### [PROMPT]
Check each line of the listing, and copy it if it contains the word "every".
=====
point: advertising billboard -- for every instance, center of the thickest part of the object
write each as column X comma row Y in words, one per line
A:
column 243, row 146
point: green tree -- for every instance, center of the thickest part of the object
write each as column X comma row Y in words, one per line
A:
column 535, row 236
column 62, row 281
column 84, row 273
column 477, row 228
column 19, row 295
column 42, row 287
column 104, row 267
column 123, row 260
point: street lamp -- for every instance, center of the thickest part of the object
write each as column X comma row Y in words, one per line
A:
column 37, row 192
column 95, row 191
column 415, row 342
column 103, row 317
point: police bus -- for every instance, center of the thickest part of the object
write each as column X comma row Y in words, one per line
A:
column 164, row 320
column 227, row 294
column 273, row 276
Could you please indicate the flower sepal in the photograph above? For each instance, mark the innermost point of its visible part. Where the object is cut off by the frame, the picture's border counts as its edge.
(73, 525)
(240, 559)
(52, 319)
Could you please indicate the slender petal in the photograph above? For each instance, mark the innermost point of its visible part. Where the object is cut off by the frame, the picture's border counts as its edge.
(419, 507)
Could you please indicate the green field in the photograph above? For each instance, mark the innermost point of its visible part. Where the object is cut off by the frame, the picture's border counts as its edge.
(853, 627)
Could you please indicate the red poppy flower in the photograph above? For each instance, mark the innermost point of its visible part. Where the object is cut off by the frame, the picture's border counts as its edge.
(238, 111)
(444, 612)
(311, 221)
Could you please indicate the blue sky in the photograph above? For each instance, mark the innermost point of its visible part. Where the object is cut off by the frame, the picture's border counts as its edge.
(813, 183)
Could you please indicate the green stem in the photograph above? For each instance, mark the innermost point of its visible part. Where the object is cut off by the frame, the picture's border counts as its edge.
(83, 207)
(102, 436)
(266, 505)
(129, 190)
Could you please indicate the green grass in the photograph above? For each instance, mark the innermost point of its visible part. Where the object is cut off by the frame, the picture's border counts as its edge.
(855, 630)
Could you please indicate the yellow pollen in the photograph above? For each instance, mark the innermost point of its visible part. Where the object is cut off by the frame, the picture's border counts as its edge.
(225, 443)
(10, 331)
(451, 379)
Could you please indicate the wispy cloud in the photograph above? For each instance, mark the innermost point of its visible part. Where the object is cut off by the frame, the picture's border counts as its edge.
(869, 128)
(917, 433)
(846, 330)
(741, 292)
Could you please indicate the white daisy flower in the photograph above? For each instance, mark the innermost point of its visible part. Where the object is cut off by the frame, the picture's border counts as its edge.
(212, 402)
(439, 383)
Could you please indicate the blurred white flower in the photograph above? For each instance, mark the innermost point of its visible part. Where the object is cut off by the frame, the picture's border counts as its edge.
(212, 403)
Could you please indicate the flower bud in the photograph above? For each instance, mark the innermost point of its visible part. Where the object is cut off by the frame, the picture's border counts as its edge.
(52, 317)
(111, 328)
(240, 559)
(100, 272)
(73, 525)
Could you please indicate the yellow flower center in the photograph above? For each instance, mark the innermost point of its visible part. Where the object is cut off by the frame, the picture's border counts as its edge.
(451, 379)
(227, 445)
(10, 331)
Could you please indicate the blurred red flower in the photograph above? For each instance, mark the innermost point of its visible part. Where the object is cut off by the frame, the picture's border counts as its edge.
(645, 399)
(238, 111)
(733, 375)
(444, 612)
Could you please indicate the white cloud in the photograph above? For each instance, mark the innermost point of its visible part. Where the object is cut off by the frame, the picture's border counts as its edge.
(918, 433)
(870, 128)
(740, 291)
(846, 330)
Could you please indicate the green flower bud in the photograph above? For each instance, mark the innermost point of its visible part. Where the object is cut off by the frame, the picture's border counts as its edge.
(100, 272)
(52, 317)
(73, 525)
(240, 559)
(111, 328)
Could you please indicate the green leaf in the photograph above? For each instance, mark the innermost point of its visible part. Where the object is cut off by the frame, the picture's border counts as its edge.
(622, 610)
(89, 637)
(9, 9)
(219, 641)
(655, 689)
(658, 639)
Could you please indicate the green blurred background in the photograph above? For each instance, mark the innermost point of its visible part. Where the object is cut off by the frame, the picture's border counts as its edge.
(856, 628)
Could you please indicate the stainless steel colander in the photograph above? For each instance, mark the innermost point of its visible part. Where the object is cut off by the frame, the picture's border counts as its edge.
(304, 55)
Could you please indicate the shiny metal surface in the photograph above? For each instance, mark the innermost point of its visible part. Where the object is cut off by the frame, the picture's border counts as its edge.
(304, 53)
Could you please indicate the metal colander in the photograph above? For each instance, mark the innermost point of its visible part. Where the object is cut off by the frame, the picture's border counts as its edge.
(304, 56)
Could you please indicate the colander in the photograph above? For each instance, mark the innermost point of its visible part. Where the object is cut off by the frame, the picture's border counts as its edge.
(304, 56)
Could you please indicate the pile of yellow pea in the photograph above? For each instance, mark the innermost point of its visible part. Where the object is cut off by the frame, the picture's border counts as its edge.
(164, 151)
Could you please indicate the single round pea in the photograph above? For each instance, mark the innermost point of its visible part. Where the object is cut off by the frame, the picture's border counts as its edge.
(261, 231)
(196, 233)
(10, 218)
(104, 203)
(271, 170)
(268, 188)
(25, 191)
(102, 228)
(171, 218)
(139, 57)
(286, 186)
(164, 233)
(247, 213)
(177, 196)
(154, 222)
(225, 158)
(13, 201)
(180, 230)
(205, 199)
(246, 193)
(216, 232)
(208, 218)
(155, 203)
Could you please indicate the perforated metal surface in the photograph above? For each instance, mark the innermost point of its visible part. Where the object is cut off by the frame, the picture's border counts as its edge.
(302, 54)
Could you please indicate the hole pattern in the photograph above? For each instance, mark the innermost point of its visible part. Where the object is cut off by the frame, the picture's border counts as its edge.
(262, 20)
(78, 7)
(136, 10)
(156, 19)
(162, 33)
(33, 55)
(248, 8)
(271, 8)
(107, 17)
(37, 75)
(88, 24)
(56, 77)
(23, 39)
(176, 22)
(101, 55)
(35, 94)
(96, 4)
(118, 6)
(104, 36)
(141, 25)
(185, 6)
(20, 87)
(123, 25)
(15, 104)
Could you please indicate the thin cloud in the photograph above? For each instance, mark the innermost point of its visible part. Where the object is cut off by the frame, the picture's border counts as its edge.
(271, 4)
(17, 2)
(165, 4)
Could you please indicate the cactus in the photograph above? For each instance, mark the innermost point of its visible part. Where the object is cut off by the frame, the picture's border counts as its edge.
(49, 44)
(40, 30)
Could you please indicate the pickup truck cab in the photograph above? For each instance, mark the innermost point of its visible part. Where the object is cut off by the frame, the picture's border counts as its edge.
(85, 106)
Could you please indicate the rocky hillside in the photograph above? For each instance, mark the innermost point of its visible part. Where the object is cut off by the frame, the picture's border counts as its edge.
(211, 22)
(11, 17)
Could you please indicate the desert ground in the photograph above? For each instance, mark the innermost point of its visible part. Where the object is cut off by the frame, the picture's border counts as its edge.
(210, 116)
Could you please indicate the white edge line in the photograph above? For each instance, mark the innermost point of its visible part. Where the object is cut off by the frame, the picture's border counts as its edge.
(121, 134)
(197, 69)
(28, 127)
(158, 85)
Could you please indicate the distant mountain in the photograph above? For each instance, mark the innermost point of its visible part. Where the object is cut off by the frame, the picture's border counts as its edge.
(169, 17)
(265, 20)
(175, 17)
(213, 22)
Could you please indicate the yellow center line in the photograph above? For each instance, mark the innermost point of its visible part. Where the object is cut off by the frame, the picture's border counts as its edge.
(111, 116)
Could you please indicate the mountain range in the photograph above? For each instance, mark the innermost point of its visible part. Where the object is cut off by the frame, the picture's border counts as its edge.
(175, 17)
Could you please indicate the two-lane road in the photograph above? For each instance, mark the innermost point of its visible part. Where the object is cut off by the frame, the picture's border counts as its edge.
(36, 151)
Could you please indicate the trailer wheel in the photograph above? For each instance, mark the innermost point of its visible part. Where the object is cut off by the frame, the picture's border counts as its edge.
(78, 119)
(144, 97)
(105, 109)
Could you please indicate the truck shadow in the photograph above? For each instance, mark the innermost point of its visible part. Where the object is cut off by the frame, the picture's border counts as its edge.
=====
### [RESULT OF THIS EXERCISE]
point: advertising billboard -- for every instance, center of the thickest part of the object
point: green tree -- for every instance, center of the thickest part of the object
point: street lamp -- for every instance, center of the thickest part of the object
point: police bus -- for every instance, center of the thickest part of the object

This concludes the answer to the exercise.